Problem: Return all the entries exactly, keeping pictures out.
=-=-=-=-=
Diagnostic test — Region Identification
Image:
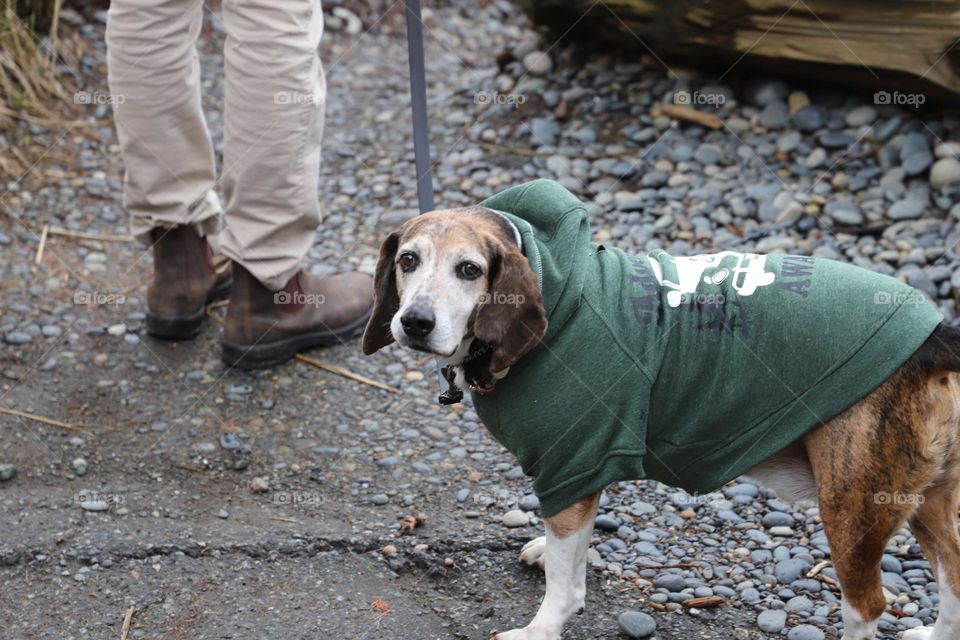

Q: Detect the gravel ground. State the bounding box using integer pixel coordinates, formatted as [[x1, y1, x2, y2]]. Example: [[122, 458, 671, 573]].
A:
[[0, 0, 960, 640]]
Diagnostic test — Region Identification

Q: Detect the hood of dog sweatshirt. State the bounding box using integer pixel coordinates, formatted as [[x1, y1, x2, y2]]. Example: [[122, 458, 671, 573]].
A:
[[473, 180, 943, 516]]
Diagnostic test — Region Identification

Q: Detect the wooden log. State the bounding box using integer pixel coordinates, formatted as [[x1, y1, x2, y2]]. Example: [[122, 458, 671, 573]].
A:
[[521, 0, 960, 100]]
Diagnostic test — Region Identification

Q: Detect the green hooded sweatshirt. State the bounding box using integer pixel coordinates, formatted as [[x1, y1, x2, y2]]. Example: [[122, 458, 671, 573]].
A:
[[473, 180, 943, 516]]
=-=-=-=-=
Final result:
Diagnostic test — Region Identification
Image:

Q: Detect the gravel ground. State the bounding box using integer pixel coordinates, formatted as [[x1, y1, x2, y2]]. Example: [[122, 458, 671, 573]].
A:
[[0, 0, 960, 640]]
Diagnostic test — Region Identification

Q: Detect the hood of dog sweatshirt. State the bounding box using integer pixel coordinates, formatted as [[x1, y1, x2, y2]]. Example: [[122, 458, 671, 573]].
A:
[[473, 180, 943, 516]]
Diagnostic test — Region Identification

Q: Detect the wooden log. State the bounding box using integer pixel coordinates, formatted as [[x1, y1, x2, y2]]. Example: [[122, 458, 671, 573]].
A:
[[521, 0, 960, 100]]
Diagnostic test — Region Identification

Q: Detect the green hooded sweatshirt. State the bounding box using integer pixel coordinates, formatted as [[x1, y1, x2, y2]]. Example: [[122, 458, 671, 573]].
A:
[[473, 180, 943, 516]]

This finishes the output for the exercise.